Extract
☆ ☆ ☆ ☆ ☆ ☆ ☆

5. The information processing system according to claim 1, further
comprising: the at least one processor is configured to: output,
when the information output by the analysis engine satisfies the
requirement, a feature input to the analysis engine to obtain the
information output by the analysis engine, or a combination of a
function applied to construct the feature and a feature to which
the function is applied.
6. The information processing system according to claim 1, wherein
the function defines a binary operation.
7. The information processing system according to claim 1, wherein
the function defines an arithmetic operation or a logic operation
for the features.
8. The information processing system according to claim 1, wherein
the at least one processor is configured to: receive a designation
of any of the features as an objective variable, and receive a
number designation of explanatory variables as the requirement when
regression analysis is selected as an analysis engine.
9. An information processing method performed by a computer, the
method comprising: acquiring a function from a function storage
unit, the computer being capable of accessing the function storage
unit storing the function, the function defining an operation
taking a plurality of operands; selecting a combination of features
that are capable of being the plurality of operands from a
plurality of features which are input, and constructing, by
applying the function to the combination of the features, a new
feature that is a result obtained by applying the function to the
combination of the features; and inputting the new feature to an
analysis engine that executes analysis processing on a basis of the
features, and testing whether information output by the analysis
engine satisfies a predetermined requirement.

☆ ☆ ☆ ☆ ☆ ☆ ☆

Record set
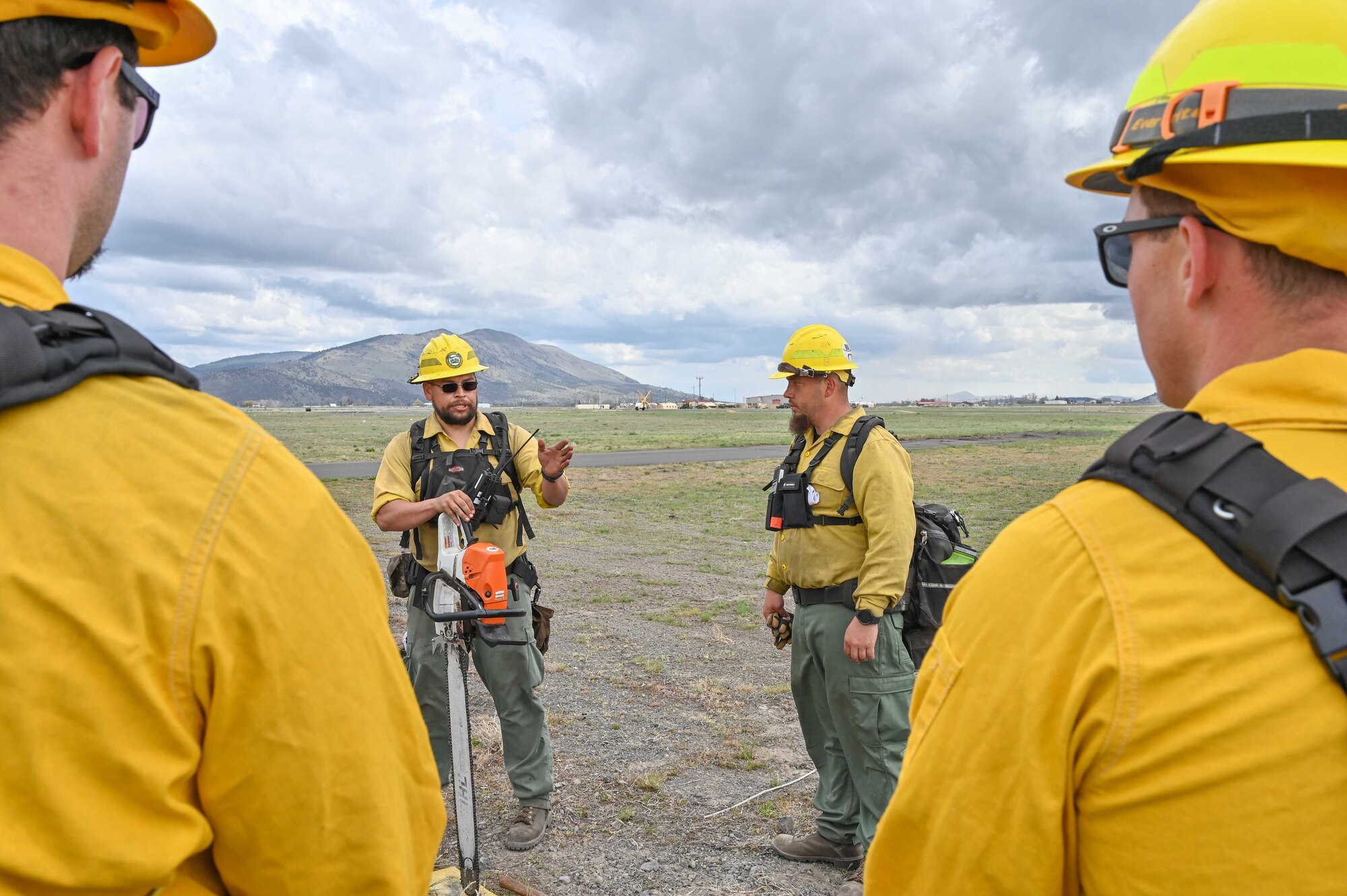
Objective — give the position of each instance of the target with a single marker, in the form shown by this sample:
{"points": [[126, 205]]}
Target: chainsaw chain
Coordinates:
{"points": [[465, 638]]}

☆ ☆ ☆ ☆ ☆ ☆ ☆

Objectives
A - Which claims in the patent claims refer back to claim 1? List their numbers.
B - Repeat the patent claims between "7. The information" and "an analysis engine.", inclusive.

Outputs
A - Claims 5, 6, 7, and 8.

B -
7. The information processing system according to claim 1, wherein
the function defines an arithmetic operation or a logic operation
for the features.
8. The information processing system according to claim 1, wherein
the at least one processor is configured to: receive a designation
of any of the features as an objective variable, and receive a
number designation of explanatory variables as the requirement when
regression analysis is selected as an analysis engine.